__Text extract__:
=-=-=
MATT BIEBER: When the bill was announced, a reporter called and asked you whether you knew anyone in LGBT activist circles who’d be willing to sit for an interview. You couldn’t find anyone, so you agreed to do it yourself.
What was your thought process like? And where did you turn for support as you followed through on that choice?
VAL KALENDE: I think it’s the values that I grew up with. I come from a background of evangelicals – my mother’s family – and that’s how I was raised. My mother was a mission evangelist. We had a home-based church called Trinity Christian Fellowship. My own struggles, fighting with religion and sexual orientation, my parents’ rules, and then the fact that my family wasn’t actually supportive – all those things are a part of my story. And they’re the reasons why I decided to come out – because I always believed that I had lived a lie for so many years.
I first came out to my guardian, and that decision was not something I even thought about. He had heard rumors, and he asked me. The first time, I denied it, and then I went to my room and I cried. I was like, “I can’t live a lie. If I’ve decided to team up with my friends and do this, I have to come out.”
So, the second time he asked, I told him, “Yes, I’m gay,” and the first thing he asked was, “Is it because of me?” (He had put me in a girls’ school, one of the best schools in Uganda, and he thought that maybe I had gotten into the practice through the school.) I told him no; I had actually felt this way for a long time. And it was hard for him to believe. He felt like I had no future, so we parted ways. He later disowned me and threatened to stop paying my tuition at the university. (Thankfully, he reconsidered, so I was lucky to finish my undergrad degree.)
=-=-=
Data items
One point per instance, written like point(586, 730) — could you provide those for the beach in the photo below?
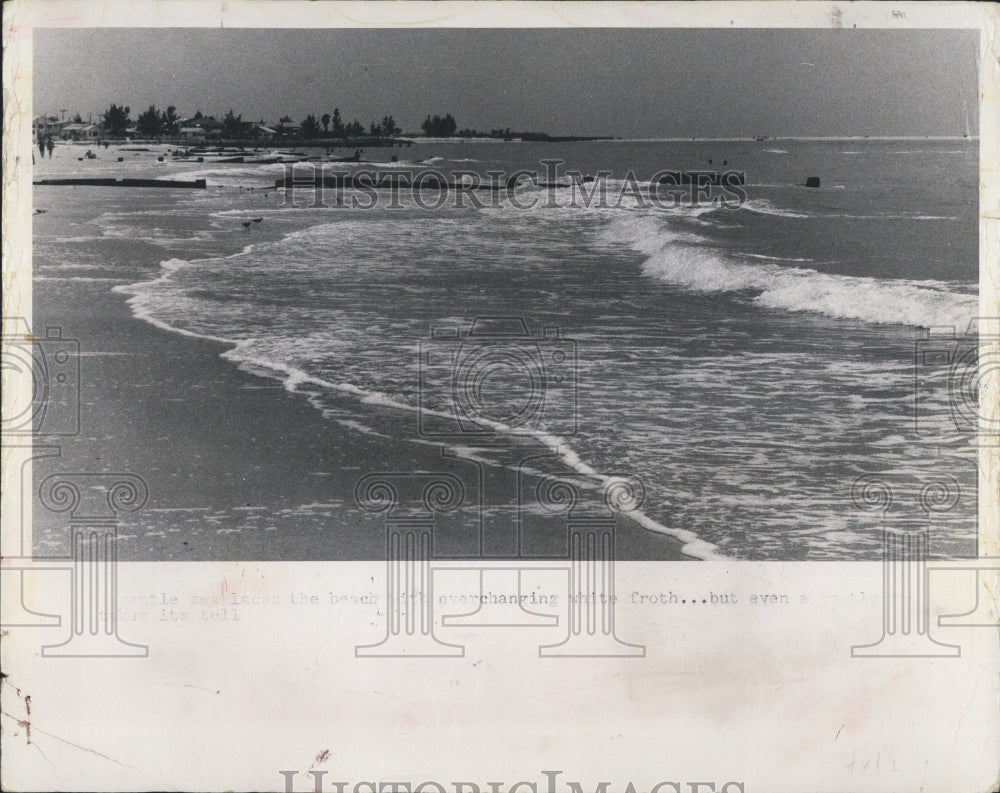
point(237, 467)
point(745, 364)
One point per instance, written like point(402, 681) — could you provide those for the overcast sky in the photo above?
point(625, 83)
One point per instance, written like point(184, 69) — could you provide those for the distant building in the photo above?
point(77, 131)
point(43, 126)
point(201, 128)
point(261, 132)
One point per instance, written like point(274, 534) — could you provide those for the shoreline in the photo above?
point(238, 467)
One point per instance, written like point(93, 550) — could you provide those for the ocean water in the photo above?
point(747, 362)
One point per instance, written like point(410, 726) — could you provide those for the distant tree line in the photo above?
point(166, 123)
=-=-=
__What you will do__:
Continue the interview with Val Kalende about coming out, picking up after its last sentence.

__Output below__:
So when this bill came out, I was already doing this work. I was already an activist, and I was already out. So one of the journalists from The Daily Monitor calls me up and tells me, “I need to talk to an LGBT couple about the anti-homosexuality bill.”
Initially, I didn’t trust him. Journalists in Uganda have a tendency of using gay stories just to have their bylines read; when they write a story on homosexuality, the paper sells out. There’s also been a lot of press homophobia. But I knew that that newspaper has been one of the liberal newspapers, so I agreed to talk to him.
I was scared to do it. I just didn’t want to put myself out there, especially because we had agreed in our meetings that we should step aside and let our allies lead the struggle for safety reasons. That was one of the roles of the coalition.
So I didn’t want to just put myself out there, and I tried to look for a gay couple that would do this. But I failed; everyone I talked to either didn’t want to do it or their partner didn’t. So I offered to do the story. I told the journalist, “I will do it, but I don’t want you to put my partner out there.”
So he came and talked to me. I gave him the story and pictures, but I think that was a mistake. He promised that he would cover up our faces, and they didn’t do that. So I exposed my partner.
MB: They just covered her eyes, not her whole face.
VK: Yeah. I exposed her. She wasn’t out to her family. It was really reckless courage on my part. (Looking back, I have no regrets about doing that, because she has told me I’m one of the reasons why she has managed to come out strong to her family.)
On the other hand, I think that story told our story very differently, because it was the first time any gay person in Uganda told a story that described her life. I was talking about love, what it means to be gay, to wake up every morning and go to work and be scared of going out there to the places that most Ugandans don’t even feel are threatening.
I can’t verify this, but I’ve been told that when the story came out, one of the anti-gay pastors in Uganda called the writer and said, “I didn’t know these people fall in love.” I think they have this impression of homosexuality that gay men have sex for money. And for lesbians, people just can’t imagine how we make love. They think it’s just a big joke. I have friends who still tease me; they wonder what we do.
And I think the last line of that story was me expressing how scared I was – very scared.
MB: How did your church receive you after the story broke?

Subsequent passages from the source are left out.